Whenever a line in the entries below contains "final", copy that line.
= = = =
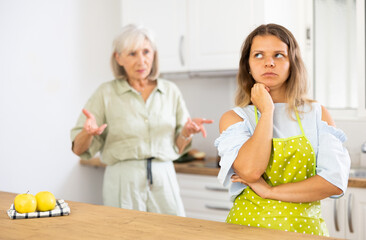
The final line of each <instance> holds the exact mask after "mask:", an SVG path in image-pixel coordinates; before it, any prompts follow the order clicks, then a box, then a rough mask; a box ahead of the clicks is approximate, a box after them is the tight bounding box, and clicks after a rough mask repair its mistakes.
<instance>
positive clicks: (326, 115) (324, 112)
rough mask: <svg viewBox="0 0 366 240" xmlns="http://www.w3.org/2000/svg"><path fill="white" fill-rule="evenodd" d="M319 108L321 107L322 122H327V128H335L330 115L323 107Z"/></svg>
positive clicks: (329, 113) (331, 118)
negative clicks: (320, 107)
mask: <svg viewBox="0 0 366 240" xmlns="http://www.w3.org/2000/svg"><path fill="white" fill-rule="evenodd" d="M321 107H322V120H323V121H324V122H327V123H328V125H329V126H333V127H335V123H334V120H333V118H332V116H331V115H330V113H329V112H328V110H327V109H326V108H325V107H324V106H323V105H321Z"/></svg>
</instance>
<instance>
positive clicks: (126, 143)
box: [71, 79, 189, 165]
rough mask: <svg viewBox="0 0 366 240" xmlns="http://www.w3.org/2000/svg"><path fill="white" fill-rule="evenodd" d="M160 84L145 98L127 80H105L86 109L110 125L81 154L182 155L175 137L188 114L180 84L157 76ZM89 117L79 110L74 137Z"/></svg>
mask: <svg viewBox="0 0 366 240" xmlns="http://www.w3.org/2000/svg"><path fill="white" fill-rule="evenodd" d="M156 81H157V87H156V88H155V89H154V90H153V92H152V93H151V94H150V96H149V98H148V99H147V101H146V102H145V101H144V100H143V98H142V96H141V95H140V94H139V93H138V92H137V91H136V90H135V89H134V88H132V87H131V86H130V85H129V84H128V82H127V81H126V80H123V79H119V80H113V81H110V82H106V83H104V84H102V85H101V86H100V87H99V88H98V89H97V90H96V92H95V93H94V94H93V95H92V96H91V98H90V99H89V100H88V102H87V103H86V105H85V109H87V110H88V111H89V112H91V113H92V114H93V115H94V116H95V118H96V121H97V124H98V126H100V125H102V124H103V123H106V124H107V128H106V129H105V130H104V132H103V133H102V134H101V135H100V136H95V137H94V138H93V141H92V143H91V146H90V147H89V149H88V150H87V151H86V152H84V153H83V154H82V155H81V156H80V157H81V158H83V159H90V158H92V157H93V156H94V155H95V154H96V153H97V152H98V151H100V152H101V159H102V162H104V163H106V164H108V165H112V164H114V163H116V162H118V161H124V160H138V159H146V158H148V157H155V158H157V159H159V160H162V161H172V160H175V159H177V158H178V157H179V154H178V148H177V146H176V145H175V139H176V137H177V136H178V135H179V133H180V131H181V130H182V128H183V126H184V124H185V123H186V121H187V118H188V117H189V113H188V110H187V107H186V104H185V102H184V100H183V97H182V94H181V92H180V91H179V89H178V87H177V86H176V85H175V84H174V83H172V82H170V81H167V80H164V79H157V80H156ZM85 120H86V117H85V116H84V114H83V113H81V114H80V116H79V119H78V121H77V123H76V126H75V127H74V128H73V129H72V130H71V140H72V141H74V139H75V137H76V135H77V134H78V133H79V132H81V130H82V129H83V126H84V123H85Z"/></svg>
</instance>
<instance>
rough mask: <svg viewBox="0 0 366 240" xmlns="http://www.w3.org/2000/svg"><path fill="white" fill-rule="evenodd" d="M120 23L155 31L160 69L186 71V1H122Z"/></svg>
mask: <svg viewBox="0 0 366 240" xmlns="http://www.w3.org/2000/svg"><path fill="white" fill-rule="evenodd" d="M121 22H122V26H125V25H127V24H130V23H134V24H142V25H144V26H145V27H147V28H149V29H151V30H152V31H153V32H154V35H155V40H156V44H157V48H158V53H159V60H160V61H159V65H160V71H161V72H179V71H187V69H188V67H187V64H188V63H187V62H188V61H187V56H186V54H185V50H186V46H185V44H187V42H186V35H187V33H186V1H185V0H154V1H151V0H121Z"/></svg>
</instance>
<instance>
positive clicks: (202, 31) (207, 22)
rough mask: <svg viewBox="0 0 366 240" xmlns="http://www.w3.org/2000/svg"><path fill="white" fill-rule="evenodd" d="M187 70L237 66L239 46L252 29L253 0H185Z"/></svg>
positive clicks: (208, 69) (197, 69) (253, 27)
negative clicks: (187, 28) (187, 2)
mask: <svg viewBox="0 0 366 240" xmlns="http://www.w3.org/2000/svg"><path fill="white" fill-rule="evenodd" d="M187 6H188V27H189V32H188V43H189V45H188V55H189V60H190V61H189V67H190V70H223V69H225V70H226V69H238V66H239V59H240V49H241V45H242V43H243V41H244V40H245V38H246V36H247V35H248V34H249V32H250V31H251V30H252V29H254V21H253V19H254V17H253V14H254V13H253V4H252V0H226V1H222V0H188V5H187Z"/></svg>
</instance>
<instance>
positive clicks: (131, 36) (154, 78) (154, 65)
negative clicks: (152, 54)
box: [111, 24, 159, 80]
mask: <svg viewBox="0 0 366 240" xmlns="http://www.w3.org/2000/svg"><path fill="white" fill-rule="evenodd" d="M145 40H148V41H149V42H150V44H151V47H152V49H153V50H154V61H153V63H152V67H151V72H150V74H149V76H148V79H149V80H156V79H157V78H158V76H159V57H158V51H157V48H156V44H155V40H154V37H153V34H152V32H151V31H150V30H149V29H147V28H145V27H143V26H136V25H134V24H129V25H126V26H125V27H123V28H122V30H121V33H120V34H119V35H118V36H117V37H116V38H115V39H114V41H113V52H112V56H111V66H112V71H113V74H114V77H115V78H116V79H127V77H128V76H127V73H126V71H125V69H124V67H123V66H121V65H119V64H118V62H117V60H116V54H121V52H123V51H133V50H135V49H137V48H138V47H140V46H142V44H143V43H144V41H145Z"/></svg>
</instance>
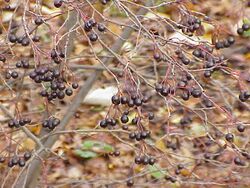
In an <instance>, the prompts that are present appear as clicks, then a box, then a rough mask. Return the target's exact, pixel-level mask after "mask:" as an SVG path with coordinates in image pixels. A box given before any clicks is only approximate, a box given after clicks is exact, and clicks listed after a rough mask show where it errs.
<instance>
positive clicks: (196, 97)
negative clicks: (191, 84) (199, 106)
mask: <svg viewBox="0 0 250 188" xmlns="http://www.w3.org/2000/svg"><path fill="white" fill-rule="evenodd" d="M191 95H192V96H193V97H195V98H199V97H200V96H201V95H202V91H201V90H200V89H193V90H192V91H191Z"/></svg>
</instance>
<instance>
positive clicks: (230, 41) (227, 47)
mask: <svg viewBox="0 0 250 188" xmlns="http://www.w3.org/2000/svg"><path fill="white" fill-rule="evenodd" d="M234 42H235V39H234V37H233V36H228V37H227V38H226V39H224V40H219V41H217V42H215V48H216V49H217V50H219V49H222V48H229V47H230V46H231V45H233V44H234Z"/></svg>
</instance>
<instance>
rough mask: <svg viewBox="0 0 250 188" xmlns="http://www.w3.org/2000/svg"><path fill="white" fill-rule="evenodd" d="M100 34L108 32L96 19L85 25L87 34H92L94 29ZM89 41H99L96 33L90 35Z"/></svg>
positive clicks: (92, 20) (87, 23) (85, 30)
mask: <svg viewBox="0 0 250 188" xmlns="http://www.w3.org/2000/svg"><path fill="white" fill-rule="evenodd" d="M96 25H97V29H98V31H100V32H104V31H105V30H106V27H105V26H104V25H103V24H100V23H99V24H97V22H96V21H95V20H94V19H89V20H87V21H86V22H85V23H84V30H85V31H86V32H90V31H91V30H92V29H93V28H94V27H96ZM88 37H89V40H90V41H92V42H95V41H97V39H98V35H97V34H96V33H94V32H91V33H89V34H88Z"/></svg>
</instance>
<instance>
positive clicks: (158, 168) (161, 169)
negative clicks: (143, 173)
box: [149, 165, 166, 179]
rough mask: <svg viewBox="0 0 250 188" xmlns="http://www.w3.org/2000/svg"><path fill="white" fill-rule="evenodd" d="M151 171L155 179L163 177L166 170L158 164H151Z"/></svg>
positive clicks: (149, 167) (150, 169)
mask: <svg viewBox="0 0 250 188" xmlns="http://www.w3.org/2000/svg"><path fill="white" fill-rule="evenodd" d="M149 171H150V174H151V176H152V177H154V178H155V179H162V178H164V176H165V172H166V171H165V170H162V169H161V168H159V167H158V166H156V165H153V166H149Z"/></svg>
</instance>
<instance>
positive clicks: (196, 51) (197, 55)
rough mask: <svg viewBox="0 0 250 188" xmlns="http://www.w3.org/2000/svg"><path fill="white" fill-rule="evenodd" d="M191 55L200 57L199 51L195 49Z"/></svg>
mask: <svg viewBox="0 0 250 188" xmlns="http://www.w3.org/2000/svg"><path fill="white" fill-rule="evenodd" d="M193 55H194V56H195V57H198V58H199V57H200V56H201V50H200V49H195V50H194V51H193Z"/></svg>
= = = =
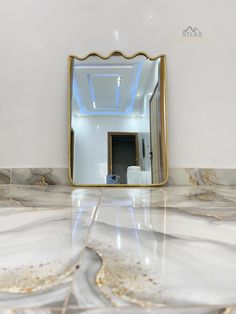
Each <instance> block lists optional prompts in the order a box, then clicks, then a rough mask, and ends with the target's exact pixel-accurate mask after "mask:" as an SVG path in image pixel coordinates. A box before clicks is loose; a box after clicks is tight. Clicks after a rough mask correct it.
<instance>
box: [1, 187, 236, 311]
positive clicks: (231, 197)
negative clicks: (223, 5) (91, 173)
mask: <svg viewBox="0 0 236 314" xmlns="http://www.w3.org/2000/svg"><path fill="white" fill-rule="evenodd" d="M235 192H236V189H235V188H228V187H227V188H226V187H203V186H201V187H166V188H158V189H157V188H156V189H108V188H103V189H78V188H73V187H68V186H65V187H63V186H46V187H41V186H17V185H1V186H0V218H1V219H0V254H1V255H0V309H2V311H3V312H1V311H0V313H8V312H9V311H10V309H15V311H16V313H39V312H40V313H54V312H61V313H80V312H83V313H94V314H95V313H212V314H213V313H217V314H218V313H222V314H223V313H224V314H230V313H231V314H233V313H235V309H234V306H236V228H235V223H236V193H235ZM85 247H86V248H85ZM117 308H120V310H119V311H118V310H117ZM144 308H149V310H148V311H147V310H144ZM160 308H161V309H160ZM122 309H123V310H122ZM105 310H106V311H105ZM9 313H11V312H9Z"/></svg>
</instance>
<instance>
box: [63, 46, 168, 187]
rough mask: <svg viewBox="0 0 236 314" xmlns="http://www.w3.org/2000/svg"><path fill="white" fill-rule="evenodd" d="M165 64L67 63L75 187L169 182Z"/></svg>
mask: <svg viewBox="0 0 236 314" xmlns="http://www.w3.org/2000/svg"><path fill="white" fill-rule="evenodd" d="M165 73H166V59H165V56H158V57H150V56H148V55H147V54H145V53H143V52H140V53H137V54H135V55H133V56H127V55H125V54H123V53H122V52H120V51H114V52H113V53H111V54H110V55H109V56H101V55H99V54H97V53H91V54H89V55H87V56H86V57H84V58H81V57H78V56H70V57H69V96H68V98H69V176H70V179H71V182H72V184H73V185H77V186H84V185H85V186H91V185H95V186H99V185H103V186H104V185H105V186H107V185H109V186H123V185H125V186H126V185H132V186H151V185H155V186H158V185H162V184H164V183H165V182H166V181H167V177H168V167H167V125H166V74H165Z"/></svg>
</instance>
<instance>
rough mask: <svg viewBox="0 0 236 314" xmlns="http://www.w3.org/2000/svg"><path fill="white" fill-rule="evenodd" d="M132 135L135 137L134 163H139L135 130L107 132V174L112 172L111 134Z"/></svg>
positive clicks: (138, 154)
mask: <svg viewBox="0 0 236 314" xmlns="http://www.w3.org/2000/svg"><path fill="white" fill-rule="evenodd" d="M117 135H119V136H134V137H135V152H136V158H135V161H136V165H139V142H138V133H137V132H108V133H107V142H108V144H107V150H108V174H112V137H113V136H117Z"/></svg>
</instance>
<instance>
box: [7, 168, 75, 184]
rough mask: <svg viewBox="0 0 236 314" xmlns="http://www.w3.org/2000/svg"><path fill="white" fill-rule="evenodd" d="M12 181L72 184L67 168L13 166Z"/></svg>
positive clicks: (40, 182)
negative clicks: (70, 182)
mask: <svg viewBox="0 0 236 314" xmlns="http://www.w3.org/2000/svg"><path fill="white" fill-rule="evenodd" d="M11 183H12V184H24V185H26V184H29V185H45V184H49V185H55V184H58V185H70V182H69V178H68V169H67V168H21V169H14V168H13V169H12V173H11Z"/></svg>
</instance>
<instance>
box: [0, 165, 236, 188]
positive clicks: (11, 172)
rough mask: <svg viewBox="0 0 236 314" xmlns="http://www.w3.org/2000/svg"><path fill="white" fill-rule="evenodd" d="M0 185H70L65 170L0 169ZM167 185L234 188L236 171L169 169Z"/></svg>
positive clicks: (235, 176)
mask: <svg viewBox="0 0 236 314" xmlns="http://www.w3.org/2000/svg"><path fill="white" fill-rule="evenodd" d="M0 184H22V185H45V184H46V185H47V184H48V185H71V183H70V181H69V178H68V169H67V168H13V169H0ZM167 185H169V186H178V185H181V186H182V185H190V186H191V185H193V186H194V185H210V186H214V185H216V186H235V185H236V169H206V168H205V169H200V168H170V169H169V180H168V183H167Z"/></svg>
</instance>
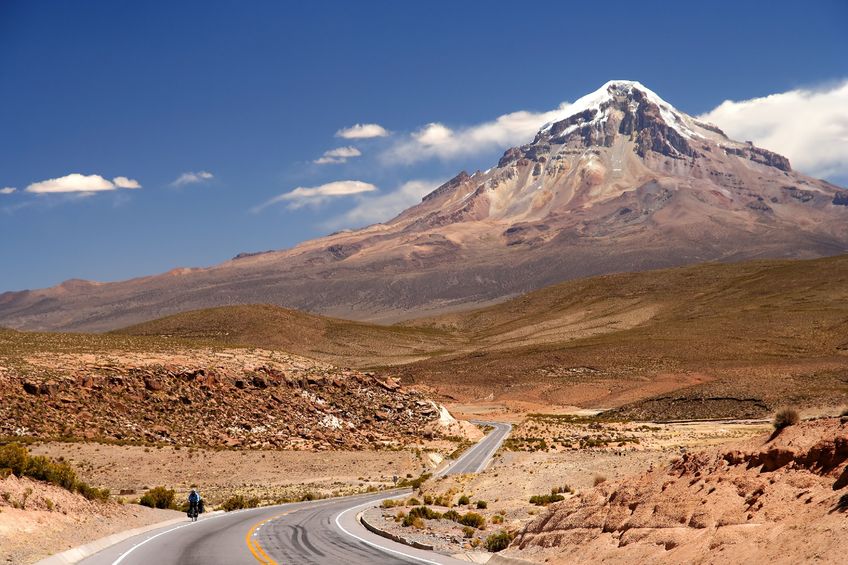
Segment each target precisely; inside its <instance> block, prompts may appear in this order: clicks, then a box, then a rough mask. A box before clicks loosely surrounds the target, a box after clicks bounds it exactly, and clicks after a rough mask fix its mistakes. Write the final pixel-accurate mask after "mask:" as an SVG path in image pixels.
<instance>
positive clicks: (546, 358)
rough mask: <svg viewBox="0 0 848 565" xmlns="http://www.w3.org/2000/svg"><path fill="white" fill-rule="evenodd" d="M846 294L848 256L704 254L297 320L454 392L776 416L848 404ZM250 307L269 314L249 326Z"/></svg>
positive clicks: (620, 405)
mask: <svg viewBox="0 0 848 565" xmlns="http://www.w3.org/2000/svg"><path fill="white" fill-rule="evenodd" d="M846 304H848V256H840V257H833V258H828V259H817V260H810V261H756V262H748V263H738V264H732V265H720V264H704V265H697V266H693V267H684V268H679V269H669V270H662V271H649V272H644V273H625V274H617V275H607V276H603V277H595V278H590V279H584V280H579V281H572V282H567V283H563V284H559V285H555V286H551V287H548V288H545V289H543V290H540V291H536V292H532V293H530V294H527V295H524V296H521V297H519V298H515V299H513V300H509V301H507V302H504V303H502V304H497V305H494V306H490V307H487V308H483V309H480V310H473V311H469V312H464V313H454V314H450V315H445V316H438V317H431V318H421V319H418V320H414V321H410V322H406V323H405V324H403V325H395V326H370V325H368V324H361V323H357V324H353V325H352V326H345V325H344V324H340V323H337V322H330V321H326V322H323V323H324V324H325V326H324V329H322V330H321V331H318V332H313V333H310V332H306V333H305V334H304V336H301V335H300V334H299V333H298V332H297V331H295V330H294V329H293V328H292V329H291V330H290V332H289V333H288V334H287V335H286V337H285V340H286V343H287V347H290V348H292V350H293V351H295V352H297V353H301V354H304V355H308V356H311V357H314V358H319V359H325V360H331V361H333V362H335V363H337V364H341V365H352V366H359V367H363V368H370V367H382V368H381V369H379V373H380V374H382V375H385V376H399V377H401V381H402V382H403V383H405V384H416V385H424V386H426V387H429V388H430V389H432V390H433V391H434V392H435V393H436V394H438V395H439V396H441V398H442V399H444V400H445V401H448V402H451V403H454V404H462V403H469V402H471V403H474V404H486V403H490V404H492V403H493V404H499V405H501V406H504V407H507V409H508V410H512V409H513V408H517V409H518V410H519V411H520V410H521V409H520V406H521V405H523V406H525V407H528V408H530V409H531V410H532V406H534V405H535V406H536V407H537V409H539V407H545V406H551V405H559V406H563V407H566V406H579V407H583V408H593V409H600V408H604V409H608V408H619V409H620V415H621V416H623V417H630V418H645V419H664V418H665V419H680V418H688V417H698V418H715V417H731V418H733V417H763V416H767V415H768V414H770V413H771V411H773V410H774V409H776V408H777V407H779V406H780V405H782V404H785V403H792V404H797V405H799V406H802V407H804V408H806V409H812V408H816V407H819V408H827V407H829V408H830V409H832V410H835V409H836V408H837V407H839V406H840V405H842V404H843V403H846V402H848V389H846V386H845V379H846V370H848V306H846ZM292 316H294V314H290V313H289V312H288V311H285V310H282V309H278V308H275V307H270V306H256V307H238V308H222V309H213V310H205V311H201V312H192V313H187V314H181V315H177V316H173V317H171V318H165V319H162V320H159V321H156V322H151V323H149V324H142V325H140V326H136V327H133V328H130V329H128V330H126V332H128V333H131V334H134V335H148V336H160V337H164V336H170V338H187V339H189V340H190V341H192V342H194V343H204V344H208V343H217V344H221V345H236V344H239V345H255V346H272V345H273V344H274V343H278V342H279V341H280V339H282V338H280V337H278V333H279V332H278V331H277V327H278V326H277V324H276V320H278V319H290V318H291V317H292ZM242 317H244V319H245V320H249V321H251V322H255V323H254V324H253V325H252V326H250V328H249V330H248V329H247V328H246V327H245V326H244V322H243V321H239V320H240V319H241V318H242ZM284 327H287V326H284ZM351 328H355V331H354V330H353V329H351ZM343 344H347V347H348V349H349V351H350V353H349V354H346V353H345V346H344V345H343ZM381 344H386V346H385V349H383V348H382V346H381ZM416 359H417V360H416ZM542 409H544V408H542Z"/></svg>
= = = =
> Task result
The final line of each <instance> holds the exact mask after "mask:", an SVG path in image-pixel coordinates; before it, any prompts follow the order clicks, then a box, then a rough mask; a box ahead of the clicks is approximate, a box after them is the tight bounding box, and clicks after a rough mask repair its mistakes.
Segment each target precisely; inside its <instance> block, prompts may appear in this order: clicks, then a box, then a rough mask. A box before clicks loosely surrounds the target, a box after clicks bounds it exactly, and clicks after a rough mask fix its mistakes. Write the final pixel-accurate mask after "mask:" as an SVG path in image pixels.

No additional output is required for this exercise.